[start of Records supplied]

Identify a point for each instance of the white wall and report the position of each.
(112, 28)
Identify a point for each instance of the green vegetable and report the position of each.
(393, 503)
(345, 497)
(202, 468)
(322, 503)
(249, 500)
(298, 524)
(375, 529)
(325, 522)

[end of Records supplied]

Shift every coordinate in the answers of all the entries above by adding -26 to each number, and write out all the lines again with the requests included.

Identify a point for each instance of the white wall and report the position of each.
(86, 2)
Identify a point for each instance of the green vegetable and report the position of each.
(367, 477)
(319, 471)
(176, 442)
(296, 477)
(223, 474)
(272, 498)
(349, 503)
(299, 496)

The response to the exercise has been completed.